Passage provided
--- Begin ---
The killing of a black man by white cops reverberates through an entire community

Monsters And Men

Source: Sundance

Monsters And Men

Dir/scr: Reinaldo Marcus Green. US, 95 min. 2017

The police killing of an unarmed black man—an all-too-familiar occurrence and narrative trope—is the inciting incident of this surprisingly fresh and deft debut feature from shorts filmmaker Reinaldo Marcus Green (whose Stone Cars played at Cannes 2014 and Stop screened at Sundance 2015). Green fulfills on his promise as an emerging filmmaker-to-watch, delivering a compelling and emotionally honest tripartite narrative about three men in Brooklyn who’ve all been impacted by the violent incident and must make an irrevocable choice.

Monsters and Men breathes enough life into its characters and settings to keep it from feeling heavy-handed 

With strong performances, smart directorial choices and an unexpected story structure, Monsters and Men transcends its run-of-the-mill Law & Order-like premise. Nevertheless, it will be a challenge for the film to break out of the social-issue box in which it is set, both in the U.S., where such stories have reached a saturation point, and the international market, where the topic has never been particularly resonant to begin with. Still, worldwide festivals, agents and broadcasters with an eye for new talent should definitely take a look at this solid calling card.

Set in a sun-dappled Bed-Stuy neighborhood (also the setting of Spike Lee’s Do the Right Thing), the film is split into three parts. The first follows Manny Ortega (Anthony Ramos), a young man with a family and a new job who finds himself an unexpected witness to the murder and records it on his cellphone. Pressured by the cops and his family, who both want him to keep quiet, Manny must decide whether to stay silent or make the video public and take a stand against injustice.

The second part focuses on Dennis (John David Washington, son of Denzel), a black cop who works in the same precinct as the officers who took part in the killing. Similarly conflicted and caught between retaining his comfortable lifestyle or speaking out against corruption, the officer finds himself at a pivotal crossroads.

In the third section, a local high-school student (Kelvin Harrison, Jr.) with the talent and aspirations to be a professional baseball player, must also make a crucial decision; to stay focused on his sports dream or participate in the growing protest movement around the killing and make a change in his community. Complacency or political action? Such is the schematic choice offered to the film’s three protagonists. But by film’s end, Green allows for a more nuanced answer to their double bind.

Still, some of the script telegraphs too much about the issues that Green wants to tackle (the moral complexities for people of color; one’s duty to family vs. the struggle; institutional racism). There’s perhaps one too many scenes of intimidating and unsympathetic white cops and an unnecessary moment when the young baseball player watches white kids in the locker room ignorantly praising the police’s murderous actions.
--- End ---
Written task 1
Name every actor whom the film review credits in parentheses for a role.
The film review and the listing that comes next are unrelated.

The input
--- Begin ---
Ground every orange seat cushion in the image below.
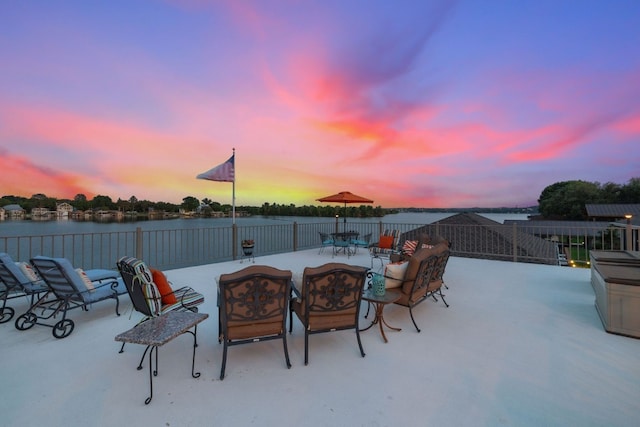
[150,268,178,305]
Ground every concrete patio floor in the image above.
[0,250,640,427]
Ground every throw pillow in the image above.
[16,262,41,282]
[402,240,418,256]
[384,262,409,289]
[378,236,393,249]
[76,268,96,292]
[150,268,178,305]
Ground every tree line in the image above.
[0,178,640,221]
[538,178,640,221]
[0,193,396,218]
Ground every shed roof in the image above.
[584,203,640,219]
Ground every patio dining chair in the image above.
[289,263,367,365]
[351,233,373,253]
[15,256,126,338]
[318,231,333,254]
[218,265,292,380]
[0,252,49,323]
[369,230,400,269]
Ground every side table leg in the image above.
[189,325,200,378]
[144,345,158,405]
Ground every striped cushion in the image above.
[402,240,418,256]
[120,257,162,316]
[161,286,204,314]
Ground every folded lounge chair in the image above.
[116,256,204,362]
[0,252,49,323]
[15,256,126,338]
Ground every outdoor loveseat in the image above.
[384,240,450,332]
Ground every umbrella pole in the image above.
[342,202,347,233]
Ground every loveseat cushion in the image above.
[384,261,409,289]
[402,240,449,294]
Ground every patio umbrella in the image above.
[316,191,373,231]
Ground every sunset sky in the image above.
[0,0,640,207]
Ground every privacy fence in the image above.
[0,222,638,269]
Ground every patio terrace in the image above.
[0,249,640,427]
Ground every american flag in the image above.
[196,153,236,182]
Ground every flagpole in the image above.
[231,147,236,225]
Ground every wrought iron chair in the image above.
[218,265,292,380]
[369,230,400,269]
[20,257,126,338]
[0,252,49,323]
[289,263,367,365]
[318,231,333,254]
[351,233,373,252]
[116,256,204,362]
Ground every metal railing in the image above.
[0,222,637,269]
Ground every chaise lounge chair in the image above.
[0,252,49,323]
[15,256,126,338]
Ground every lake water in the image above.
[0,212,527,237]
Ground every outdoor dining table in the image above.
[331,231,360,255]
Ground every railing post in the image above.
[135,227,144,259]
[513,222,518,262]
[293,221,298,252]
[231,224,238,261]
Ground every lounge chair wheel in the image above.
[0,307,15,323]
[16,313,38,331]
[52,319,75,338]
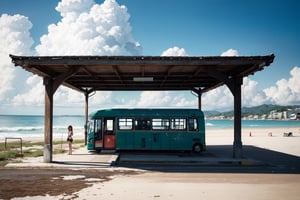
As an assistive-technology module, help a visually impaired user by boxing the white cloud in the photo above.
[36,0,142,55]
[264,66,300,105]
[202,86,233,111]
[135,91,198,108]
[12,75,45,106]
[221,49,239,56]
[0,14,33,103]
[161,46,187,56]
[242,77,268,107]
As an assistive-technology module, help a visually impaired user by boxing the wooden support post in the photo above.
[233,77,243,158]
[192,88,202,110]
[198,92,202,110]
[44,78,53,163]
[84,91,89,145]
[207,69,243,158]
[44,67,80,163]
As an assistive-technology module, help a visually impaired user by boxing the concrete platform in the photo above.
[6,147,265,168]
[6,147,119,168]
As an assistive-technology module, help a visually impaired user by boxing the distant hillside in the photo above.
[204,104,300,117]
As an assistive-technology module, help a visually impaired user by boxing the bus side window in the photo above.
[87,121,94,133]
[171,118,186,130]
[135,119,151,130]
[189,118,198,131]
[118,118,133,130]
[152,118,170,130]
[95,119,102,140]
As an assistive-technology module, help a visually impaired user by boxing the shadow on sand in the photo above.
[116,145,300,174]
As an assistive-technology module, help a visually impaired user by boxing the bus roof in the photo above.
[90,108,204,119]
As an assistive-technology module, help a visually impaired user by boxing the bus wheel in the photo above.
[193,143,203,153]
[96,149,101,153]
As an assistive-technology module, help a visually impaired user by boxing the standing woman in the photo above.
[67,125,73,155]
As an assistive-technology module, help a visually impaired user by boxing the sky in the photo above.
[0,0,300,115]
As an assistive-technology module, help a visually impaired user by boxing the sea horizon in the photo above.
[0,115,300,139]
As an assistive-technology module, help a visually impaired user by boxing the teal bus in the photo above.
[87,109,206,153]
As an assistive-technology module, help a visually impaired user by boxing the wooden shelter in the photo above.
[10,54,274,162]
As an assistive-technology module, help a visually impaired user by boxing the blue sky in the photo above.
[0,0,300,114]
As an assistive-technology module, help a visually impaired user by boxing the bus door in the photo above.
--- End ---
Written task 2
Output the part of the listing that opens with the line containing "Ground every privacy" and closes with the line containing "[52,319,75,338]", copying those lines without changes.

Answer 1
Anthony Ramos, John David Washington, Kelvin Harrison, Jr.

Answer 2
Ground every privacy fence in the image above.
[0,222,638,269]
Ground every patio terrace in the image above.
[0,249,640,427]
Ground every american flag in the image above.
[196,153,236,182]
Ground every flagpole in the image above.
[231,147,236,225]
Ground every wrought iron chair in the image above.
[218,265,292,380]
[369,230,400,269]
[20,257,126,338]
[0,252,49,323]
[289,263,367,365]
[318,231,333,254]
[351,233,373,252]
[116,256,204,362]
Ground every metal railing in the image above.
[0,222,637,269]
Ground every chaise lounge chair in the image above.
[0,252,49,323]
[15,256,126,338]
Ground every lake water in the image above.
[0,212,527,237]
Ground every outdoor dining table in the image above.
[331,231,360,255]
Ground every railing post in the image above.
[135,227,144,259]
[513,222,518,262]
[293,221,298,252]
[231,224,238,261]
Ground every lounge chair wheel in the image above.
[0,307,15,323]
[16,313,38,331]
[52,319,75,338]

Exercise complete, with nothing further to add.